Extrait du document ::
******************************
Loi PACTE et réforme de l’épargne retraite : les nouveaux plans d’épargne d’entreprise
10 octobre 2019
L’article 71 de la loi n° 2019-486 du 22 mai 2019 (dite « loi PACTE ») crée, dans le Code monétaire et financier, un nouveau chapitre intitulé « Plans d’épargne retraite » (« PER »), visant à rendre plus attractifs les dispositifs d’épargne retraite. Il renvoie à une ordonnance, un décret et un arrêté, le soin de préciser le régime juridique, fiscal et social de ces nouveaux dispositifs. Explications.
L’ordonnance n°2019-766 du 24 juillet 2019, prise en application de l’article 71 de la loi PACTE, a été publiée au Journal officiel le 25 juillet 2019. Elle crée deux plans d’épargne retraite d’entreprise (« PERE ») :
-
- le PERE collectif à adhésion facultative et bénéficiant à tous les salariés (1) ;
-
- le PERE obligatoire pouvant être réservé à une catégorie objective d’entre eux (2).
******************************
Objectif de la tâche ::
Pouvez-vous poursuivre l'extrait sur la loi PACTE et les plans d'épargne retraite d'entreprise à partir de sa dernière phrase ? Ces données n'interviennent en rien ici.

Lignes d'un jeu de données
******************************
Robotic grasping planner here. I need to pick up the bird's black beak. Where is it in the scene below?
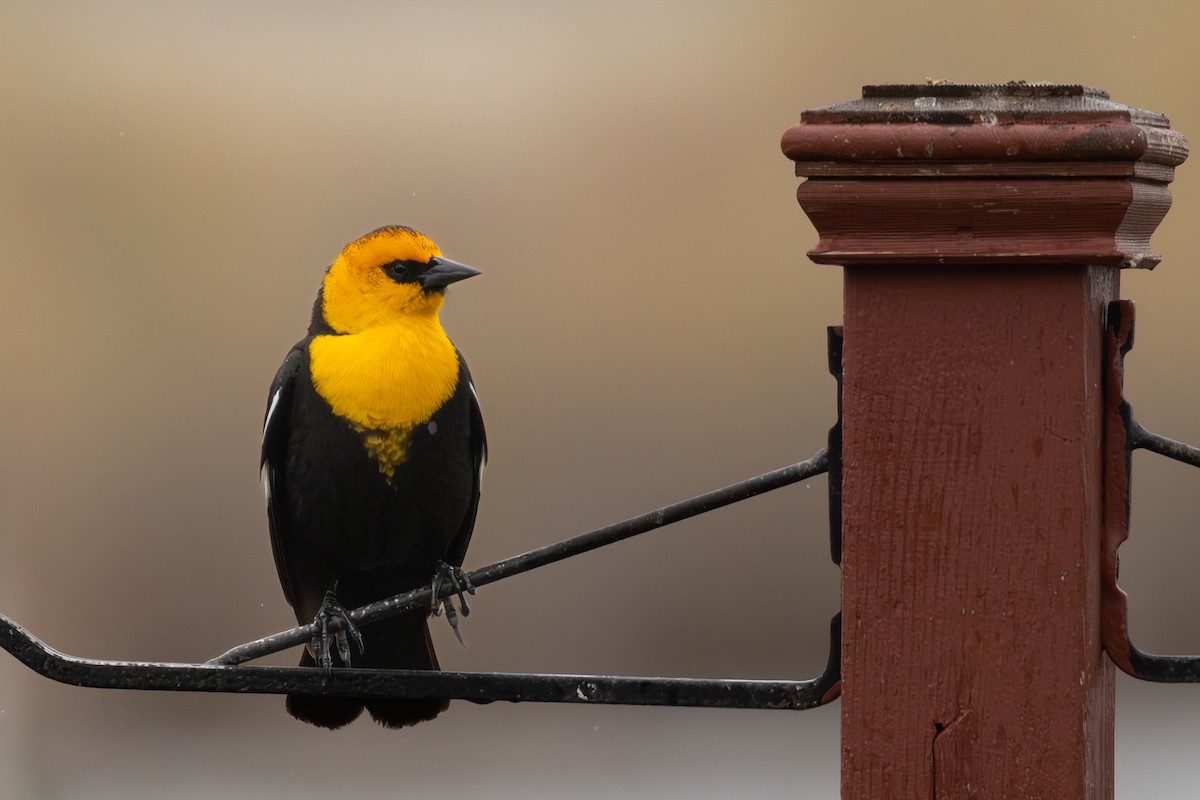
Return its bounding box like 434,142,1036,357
420,255,479,289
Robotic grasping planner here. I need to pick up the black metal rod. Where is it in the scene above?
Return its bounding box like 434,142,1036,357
0,615,841,709
1127,417,1200,467
208,447,829,666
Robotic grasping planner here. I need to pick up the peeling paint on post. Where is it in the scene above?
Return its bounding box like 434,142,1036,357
782,84,1187,800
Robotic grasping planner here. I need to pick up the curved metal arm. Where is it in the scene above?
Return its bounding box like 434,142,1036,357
1100,300,1200,684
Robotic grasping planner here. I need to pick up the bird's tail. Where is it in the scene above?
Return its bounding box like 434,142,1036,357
287,612,450,729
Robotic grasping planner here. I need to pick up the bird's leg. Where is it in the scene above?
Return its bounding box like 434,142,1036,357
430,561,475,644
310,581,362,669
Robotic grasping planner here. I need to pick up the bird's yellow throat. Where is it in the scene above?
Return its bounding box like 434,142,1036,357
308,314,458,479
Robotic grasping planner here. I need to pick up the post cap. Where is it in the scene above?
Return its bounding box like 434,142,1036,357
782,82,1188,267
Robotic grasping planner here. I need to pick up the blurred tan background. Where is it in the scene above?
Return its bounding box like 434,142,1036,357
0,0,1200,800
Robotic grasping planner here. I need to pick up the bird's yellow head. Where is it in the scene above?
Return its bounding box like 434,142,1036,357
320,225,479,333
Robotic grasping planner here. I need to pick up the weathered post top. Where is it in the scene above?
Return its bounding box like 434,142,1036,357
782,83,1187,800
782,83,1188,267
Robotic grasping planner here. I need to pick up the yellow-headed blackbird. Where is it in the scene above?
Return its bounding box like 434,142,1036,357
262,225,486,728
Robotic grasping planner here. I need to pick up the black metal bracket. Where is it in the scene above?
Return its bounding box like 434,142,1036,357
0,327,841,709
1100,300,1200,684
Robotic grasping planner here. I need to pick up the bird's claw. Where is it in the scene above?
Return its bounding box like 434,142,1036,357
430,561,475,644
310,589,362,669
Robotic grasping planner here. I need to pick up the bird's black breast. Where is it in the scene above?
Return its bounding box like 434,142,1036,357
272,347,482,622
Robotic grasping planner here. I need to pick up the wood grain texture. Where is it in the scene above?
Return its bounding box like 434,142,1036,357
842,265,1118,800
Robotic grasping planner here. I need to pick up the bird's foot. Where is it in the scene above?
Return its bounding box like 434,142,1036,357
310,587,362,669
430,561,475,644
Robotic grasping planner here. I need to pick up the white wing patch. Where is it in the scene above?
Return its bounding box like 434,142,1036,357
263,386,283,435
467,380,487,492
258,461,271,505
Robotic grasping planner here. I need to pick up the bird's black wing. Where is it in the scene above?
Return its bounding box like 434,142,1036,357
444,355,487,567
260,339,307,607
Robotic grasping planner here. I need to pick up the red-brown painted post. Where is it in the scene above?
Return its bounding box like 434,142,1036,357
784,84,1187,800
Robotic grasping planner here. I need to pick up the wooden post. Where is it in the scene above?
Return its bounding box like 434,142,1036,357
784,84,1187,800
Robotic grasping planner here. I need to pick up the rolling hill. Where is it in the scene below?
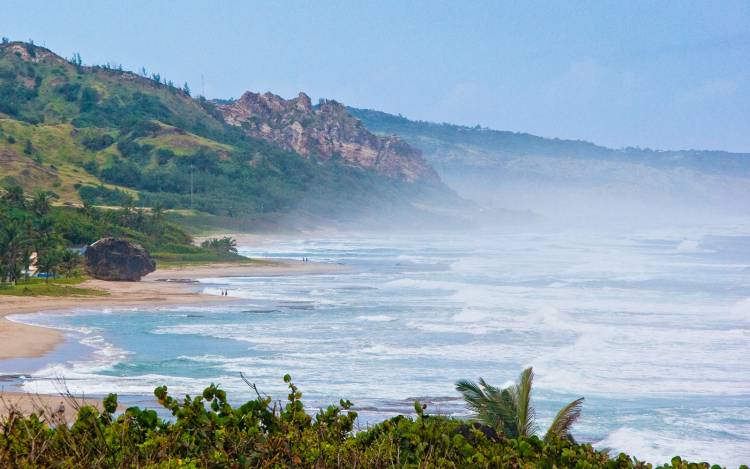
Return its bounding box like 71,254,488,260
349,108,750,223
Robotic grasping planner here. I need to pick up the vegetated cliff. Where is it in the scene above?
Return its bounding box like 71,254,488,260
348,108,750,224
218,91,440,184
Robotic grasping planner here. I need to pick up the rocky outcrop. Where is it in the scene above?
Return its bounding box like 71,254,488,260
218,91,440,184
86,238,156,282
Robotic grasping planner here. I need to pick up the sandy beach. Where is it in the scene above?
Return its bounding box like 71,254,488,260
0,260,345,360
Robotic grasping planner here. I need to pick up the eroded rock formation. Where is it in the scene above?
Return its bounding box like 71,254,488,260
86,238,156,282
218,91,440,184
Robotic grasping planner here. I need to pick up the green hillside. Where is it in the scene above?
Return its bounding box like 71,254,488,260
0,42,432,223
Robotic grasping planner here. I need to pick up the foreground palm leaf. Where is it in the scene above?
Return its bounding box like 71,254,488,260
456,367,583,441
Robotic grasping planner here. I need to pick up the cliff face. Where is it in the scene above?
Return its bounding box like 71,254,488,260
218,91,440,184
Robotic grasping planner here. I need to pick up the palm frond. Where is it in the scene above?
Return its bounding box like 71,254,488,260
544,397,583,441
456,379,488,418
456,378,515,436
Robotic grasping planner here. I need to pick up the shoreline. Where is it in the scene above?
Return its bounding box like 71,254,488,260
0,259,346,361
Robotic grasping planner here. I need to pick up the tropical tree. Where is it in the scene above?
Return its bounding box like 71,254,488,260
57,249,83,277
31,191,59,215
456,367,583,442
2,185,26,208
36,248,65,283
0,219,31,285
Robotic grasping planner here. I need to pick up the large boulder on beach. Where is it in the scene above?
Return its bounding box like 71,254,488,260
86,238,156,282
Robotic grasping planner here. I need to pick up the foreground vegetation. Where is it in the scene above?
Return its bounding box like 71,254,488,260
0,375,746,469
0,40,424,220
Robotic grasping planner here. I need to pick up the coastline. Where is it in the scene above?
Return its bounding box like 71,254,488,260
0,260,346,360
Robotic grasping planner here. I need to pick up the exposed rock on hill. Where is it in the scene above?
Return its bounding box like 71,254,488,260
86,238,156,282
218,91,440,184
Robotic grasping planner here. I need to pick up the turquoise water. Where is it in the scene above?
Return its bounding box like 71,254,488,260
7,228,750,466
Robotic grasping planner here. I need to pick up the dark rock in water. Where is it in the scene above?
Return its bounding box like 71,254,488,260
86,238,156,282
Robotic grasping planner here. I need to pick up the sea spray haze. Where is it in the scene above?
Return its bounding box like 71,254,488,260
14,227,750,466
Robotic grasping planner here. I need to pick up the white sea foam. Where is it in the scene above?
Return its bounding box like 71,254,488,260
596,427,750,467
357,314,396,322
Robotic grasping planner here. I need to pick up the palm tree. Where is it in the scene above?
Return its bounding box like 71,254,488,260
0,220,31,285
2,185,26,208
456,367,583,441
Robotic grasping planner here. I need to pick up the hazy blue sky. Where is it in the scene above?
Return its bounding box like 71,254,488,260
0,0,750,151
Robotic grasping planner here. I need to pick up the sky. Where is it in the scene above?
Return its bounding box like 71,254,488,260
0,0,750,152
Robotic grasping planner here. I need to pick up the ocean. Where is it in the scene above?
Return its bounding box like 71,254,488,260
7,227,750,467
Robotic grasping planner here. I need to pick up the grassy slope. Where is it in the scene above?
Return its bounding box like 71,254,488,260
0,43,428,229
348,108,750,174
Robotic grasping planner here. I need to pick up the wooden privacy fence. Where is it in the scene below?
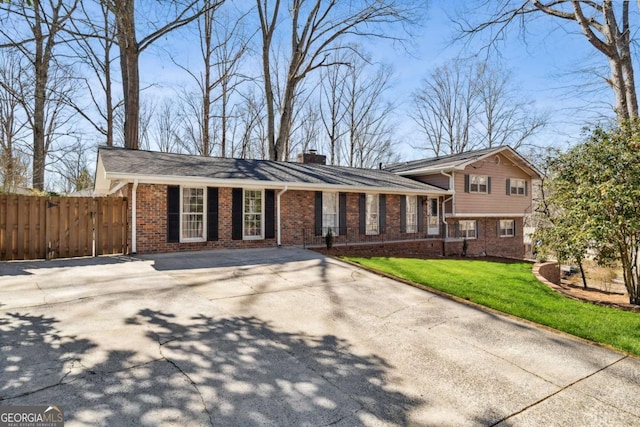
******************************
Réponse rédigée ::
Loi PACTE : quelles sont les principales caractéristiques des plans d’épargne retraite d’entreprise ?
L’alimentation de l’épargne retraite par l’épargne salariale
Les nouveaux PERE pourront être alimentés, non seulement par des versements volontaires des salariés et des versements obligatoires des employeurs et des salariés, mais également par des sommes issues de l’épargne salariale (intéressement, participation, abondement de l’employeur, droits inscrits sur un compte épargne temps (CET) ou, en l’absence de CET, jours de congés non pris (3)). Pour les PERE obligatoires, le versement de sommes issues de l’abondement de l’employeur à un dispositif d’épargne salariale sera toutefois exclu et le versement de sommes issues de l’intéressement et de la participation sera conditionné au fait que l’entreprise ait mis en place un plan d’épargne retraite bénéficiant à tous les salariés.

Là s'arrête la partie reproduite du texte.